**Consigne A:** Selon le texte sur l'Afghanistan et la guerre froide, à quelle date l'Armée rouge envahit-elle l'Afghanistan ?
**Consigne B:** Rédigez la suite du texte sur l'Afghanistan et la guerre froide en partant de sa dernière phrase.
#### Extrait fourni
Voici une chronique très intéressante parue dans le Monde diplomatique en février 2016 et qui rappelle comment la presse et une partie des intellectuels français traitaient la question des Talibans à partir des années 1980.
Pendant une période comprise entre la défaite cinglante des Etats-Unis en Indochine (avril-mai 1975) et les craquements en chaîne dans les pays européens satellites de l’Union soviétique (notamment en Pologne, où l’état d’urgence est proclamé en décembre 1981), les Etats-Unis et l’Europe occidentale imaginent — ou font croire — que Moscou a lancé une grande offensive mondiale. En Afrique, l’Angola et le Mozambique, nouvellement indépendants, semblent lui tendre les bras ; en Amérique centrale, des guérilleros marxistes font tomber une dictature proaméricaine au Nicaragua ; en Europe occidentale, un parti communiste prosoviétique oriente pendant quelques mois la politique du Portugal, membre fondateur de l’Organisation du traité de l’Atlantique nord. L’invasion de l’Afghanistan par l’Armée rouge, en décembre 1979, semble marquer une fuite en avant de Moscou. Elle ouvre une nouvelle étape de la guerre froide entre les deux blocs. Le combat des moudjahidins (« combattants de la foi engagés dans le djihad ») afghans va apparaître comme providentiel pour contrer les ambitions hégémoniques prêtées à l’Union soviétique. Et, souvent, être célébré à la façon d’une épopée.
########
#### Extraits de données
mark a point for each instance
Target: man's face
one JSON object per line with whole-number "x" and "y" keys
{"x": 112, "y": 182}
########
#### Extraits de données
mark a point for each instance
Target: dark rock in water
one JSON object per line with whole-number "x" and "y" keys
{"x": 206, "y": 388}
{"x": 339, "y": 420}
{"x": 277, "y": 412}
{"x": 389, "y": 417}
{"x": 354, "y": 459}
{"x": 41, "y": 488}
########
#### Extraits de données
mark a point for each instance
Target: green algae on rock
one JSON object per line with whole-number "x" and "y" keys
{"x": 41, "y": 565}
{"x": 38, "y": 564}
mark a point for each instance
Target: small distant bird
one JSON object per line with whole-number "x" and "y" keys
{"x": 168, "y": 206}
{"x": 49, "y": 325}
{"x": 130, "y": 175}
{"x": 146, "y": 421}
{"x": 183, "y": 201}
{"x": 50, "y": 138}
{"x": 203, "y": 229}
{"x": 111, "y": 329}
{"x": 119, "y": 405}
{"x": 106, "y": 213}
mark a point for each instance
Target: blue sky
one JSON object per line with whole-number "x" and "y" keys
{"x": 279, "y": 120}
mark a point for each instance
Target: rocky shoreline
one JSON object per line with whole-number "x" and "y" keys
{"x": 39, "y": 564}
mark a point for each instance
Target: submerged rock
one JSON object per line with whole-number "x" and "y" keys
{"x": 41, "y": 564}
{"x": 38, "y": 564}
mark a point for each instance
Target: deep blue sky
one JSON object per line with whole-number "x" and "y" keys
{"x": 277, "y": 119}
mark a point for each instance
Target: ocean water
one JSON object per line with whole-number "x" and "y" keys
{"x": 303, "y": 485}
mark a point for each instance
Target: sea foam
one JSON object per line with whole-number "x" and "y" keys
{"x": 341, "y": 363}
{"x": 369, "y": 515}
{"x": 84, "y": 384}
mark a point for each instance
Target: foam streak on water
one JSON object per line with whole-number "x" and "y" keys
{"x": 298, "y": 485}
########
**Réponse attendue A:** En décembre 1979.

**Réponse attendue B:**
Peu importe que la quasi-totalité de ces combattants héroïsés soient des musulmans traditionalistes, intégristes, même. A cette époque, la religion n’est pas nécessairement perçue comme un facteur de régression, à moins qu’elle s’oppose, comme en Iran au même moment, aux intérêts stratégiques occidentaux. Mais ce n’est le cas ni dans la Pologne catholique couvée par le pape Jean Paul II, ancien évêque de Cracovie, ni, bien sûr, en Afghanistan. Par conséquent, puisque la priorité géopolitique est que ce pays devienne pour l’Union soviétique ce que le Vietnam a été pour les Etats-Unis, un récit médiatique quasi unique va, pendant des années, exalter les moudjahidins, présentant leur révolte comme une chouannerie sympathique, attachée à sa foi. Il dépeindra en particulier la place et la vie des femmes afghanes à travers le prisme essentialiste, naïf (et parfois enchanté) des traditions populaires.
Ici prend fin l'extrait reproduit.